## SELECTED EXTRACT:
──────
My relationship with John Updike was a complicated one in that it didn’t really exist. Or did it? With writers, it’s tough to say.

We can have connections, important ones, without ever meeting. They can be solitary admiration societies, one-way friendships of sorts. Or, they can be more conventional, involve shared human interaction, whether written, spoken, or (rarer still) the social graces required of real physical proximity. To be clear, though, John Updike and I were not friends, one-way or otherwise. But we did meet, once upon a time…

“John Updike fucking rocks,” I shouted at the darkened sky, doing my best impression of a nineteen-year old in the parking lot at a hair-metal concert. Honestly, that was the effect I was going for. And I’m positive I achieved it.

My friends Tom and Maria, and I had just gotten off the T at Government Center. It was cold and drizzly. The sky full dark, the lower air bright with lights from small storefronts and the blocky government buildings. There were people everywhere, some on their ways home, others headed out to eat or drink. We were on our way to Faneuil Hall for a reading, John Updike’s reading.

A little man in a fedora and trench coat scurried past, shifting his gaze for a quick appraisal of the caterwauling lunatic to his right. (That would have been me.) A glance and the little man was gone, a retreating shape against the night.
──────
## RECORDS SHOWN:
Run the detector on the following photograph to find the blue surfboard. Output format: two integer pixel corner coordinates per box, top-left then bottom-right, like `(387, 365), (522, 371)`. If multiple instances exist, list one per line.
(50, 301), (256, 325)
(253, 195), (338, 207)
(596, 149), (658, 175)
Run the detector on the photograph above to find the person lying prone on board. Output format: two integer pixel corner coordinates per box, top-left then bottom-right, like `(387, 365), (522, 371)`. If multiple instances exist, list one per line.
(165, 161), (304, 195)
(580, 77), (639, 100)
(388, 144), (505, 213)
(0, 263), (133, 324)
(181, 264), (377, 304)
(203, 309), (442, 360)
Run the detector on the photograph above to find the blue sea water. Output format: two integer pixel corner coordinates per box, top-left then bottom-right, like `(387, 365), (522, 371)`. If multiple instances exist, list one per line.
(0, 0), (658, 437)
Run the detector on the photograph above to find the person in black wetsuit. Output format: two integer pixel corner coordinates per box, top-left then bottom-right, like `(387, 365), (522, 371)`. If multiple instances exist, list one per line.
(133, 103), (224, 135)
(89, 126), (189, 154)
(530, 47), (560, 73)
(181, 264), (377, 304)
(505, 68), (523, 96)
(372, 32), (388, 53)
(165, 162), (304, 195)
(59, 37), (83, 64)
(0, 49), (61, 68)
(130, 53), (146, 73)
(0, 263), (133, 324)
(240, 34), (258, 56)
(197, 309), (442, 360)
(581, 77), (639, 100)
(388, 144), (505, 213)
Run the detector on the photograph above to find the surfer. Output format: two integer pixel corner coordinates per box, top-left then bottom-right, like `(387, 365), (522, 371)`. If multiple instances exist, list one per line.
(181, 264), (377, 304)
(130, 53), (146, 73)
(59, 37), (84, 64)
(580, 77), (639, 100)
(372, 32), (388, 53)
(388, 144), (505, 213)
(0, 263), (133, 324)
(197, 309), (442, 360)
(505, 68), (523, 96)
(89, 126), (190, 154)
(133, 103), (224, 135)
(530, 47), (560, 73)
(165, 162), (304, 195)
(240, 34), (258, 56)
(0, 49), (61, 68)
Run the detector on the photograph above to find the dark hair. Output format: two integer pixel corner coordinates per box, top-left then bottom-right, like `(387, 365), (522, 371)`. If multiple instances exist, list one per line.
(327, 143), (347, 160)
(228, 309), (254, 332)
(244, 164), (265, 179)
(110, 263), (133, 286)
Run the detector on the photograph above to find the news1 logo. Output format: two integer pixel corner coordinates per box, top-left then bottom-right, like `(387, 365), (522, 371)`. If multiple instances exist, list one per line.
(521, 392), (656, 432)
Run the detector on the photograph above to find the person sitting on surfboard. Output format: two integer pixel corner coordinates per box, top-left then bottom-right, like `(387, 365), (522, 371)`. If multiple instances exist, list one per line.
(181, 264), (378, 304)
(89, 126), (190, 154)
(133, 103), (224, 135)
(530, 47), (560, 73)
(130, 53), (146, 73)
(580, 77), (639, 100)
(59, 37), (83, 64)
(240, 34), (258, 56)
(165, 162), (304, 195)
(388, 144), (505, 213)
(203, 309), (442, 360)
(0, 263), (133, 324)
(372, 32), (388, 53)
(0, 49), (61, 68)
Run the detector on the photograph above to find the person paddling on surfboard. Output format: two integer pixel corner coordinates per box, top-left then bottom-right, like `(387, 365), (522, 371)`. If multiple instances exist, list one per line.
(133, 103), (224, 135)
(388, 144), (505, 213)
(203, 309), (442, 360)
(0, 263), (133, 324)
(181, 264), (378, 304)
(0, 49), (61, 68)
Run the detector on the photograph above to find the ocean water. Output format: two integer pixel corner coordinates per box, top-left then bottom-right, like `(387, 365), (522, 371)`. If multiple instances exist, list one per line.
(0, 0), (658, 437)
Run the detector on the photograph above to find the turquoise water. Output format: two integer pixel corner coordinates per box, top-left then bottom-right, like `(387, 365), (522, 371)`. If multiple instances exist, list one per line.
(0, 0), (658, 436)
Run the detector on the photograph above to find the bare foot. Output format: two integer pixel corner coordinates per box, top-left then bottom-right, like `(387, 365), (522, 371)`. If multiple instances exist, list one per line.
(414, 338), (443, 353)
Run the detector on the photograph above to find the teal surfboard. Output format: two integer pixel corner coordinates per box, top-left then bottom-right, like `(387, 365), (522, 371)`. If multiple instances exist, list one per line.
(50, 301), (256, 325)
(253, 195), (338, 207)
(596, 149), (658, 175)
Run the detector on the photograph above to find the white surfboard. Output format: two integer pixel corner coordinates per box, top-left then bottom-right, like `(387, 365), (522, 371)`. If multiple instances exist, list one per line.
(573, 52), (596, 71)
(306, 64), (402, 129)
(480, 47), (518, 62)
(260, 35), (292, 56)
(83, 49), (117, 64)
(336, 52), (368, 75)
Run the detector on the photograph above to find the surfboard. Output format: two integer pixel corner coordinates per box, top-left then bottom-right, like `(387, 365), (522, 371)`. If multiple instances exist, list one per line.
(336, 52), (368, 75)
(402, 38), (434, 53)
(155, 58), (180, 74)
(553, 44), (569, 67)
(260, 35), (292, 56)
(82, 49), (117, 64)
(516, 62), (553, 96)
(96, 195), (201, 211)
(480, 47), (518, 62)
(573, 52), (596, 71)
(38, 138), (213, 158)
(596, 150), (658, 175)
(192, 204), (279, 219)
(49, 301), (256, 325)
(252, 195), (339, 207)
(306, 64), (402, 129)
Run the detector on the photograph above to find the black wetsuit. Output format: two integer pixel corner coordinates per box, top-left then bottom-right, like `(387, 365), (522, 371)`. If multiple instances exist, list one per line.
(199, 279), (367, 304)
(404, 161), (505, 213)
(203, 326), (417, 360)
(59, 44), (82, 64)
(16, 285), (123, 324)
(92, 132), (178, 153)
──────
## REQUIREMENTS:
Please carry on the piece about meeting John Updike, picking up after its last sentence. None of the lines have any bearing on what you do here.

## RESULT BELOW:
Some bean counter out to kill my fun, I probably thought. Which would have seemed a reasonable enough conclusion, I guess, for a bean counter like me, given a one-night-only furlough from his corporate prison on the sixtieth floor of the Hancock Tower.

“John Updike fucking rocks,” I said again, perhaps not as loud, still largely undaunted by my own stupidity. I was practically daring the little man to respond even as he faded into the distance. And he did, with the slightest nod, a sign of resignation, an acceptance that my lunacy would continue whether he wanted it to or not.

“Kurt, that was him,” Tom said, with a chuckle.

“What? Who?”

“Updike. That was him.”

“No.”

“Yes,” Maria agreed.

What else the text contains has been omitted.